[Point-per-instance localization data]
#####
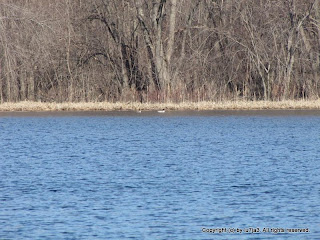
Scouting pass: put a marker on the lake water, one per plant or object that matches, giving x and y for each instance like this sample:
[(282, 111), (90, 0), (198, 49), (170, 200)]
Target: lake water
[(155, 176)]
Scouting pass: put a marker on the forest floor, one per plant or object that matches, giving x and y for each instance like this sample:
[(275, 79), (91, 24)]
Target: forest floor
[(29, 106)]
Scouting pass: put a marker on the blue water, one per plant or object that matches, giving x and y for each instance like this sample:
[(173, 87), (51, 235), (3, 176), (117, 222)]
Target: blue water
[(122, 177)]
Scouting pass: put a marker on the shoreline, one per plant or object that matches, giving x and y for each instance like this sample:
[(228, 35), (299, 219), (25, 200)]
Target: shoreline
[(28, 106), (242, 108)]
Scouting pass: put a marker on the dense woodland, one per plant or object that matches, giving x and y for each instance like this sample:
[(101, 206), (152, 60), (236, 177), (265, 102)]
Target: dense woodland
[(159, 50)]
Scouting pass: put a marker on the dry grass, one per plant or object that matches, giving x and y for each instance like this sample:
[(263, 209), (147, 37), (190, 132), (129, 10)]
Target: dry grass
[(106, 106)]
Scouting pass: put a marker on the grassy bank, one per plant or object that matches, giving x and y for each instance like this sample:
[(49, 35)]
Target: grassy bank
[(106, 106)]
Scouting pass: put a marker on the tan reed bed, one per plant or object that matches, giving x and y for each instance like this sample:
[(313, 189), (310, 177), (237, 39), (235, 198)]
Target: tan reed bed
[(121, 106)]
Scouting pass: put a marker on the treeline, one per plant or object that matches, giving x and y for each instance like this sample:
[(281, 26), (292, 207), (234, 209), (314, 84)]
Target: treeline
[(159, 50)]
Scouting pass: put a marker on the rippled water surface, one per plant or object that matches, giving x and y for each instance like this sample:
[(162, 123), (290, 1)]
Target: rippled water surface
[(159, 177)]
#####
WORK INSTRUCTION.
The entries above need to be printed again exactly; please exclude all pictures.

ANSWER FOR THIS EXERCISE.
Scouting pass: put a marker on the lake water, one per plant or object that matches, giving x and y for each instance like this sample:
[(282, 111), (90, 0), (198, 49), (170, 200)]
Target: lake water
[(155, 176)]
Scouting pass: put a marker on the forest floor, one per plant or object that matches, giving x and y for each instance like this sample:
[(275, 79), (91, 24)]
Target: forest floor
[(29, 106)]
Scouting pass: put a marker on the blue water, one per plant or object that matches, giving x and y for each instance like this sample:
[(173, 87), (51, 235), (3, 176), (117, 222)]
Target: blue water
[(122, 177)]
Scouting pass: put a marker on the shoreline, one per plant or object that matches, giving x and y for each instance like this sample:
[(228, 35), (299, 219), (25, 200)]
Target: shoreline
[(28, 106), (242, 108)]
Scouting pass: put a marker on the dense woodland, one per plant or object that matches, giving x and y for each instance like this sample:
[(101, 206), (152, 60), (236, 177), (265, 102)]
Target: dense woodland
[(159, 50)]
Scouting pass: put a marker on the dry grass, one per plant or object that matches, giving x and y for each instance like this sample:
[(263, 209), (147, 37), (190, 132), (129, 10)]
Target: dry grass
[(106, 106)]
Scouting pass: put a marker on the grassy bank, one per plant or object that matches, giving x and y for each instance like this sample:
[(49, 35)]
Target: grassy bank
[(106, 106)]
Scouting pass: put a marker on the tan reed bed, one per plant or object that matches, giving x and y for each instance like this sample:
[(313, 189), (310, 177), (237, 39), (235, 198)]
Target: tan reed bed
[(121, 106)]
Scouting pass: put a marker on the treeline, one per plant or object that matches, giving x and y for each instance like this sample:
[(281, 26), (292, 207), (234, 209), (314, 84)]
Target: treeline
[(159, 50)]
Scouting pass: put a marker on the rippled water surface, one per plant or object that matches, giving x and y for each instance like this sample:
[(162, 123), (290, 1)]
Target: rippled water surface
[(159, 177)]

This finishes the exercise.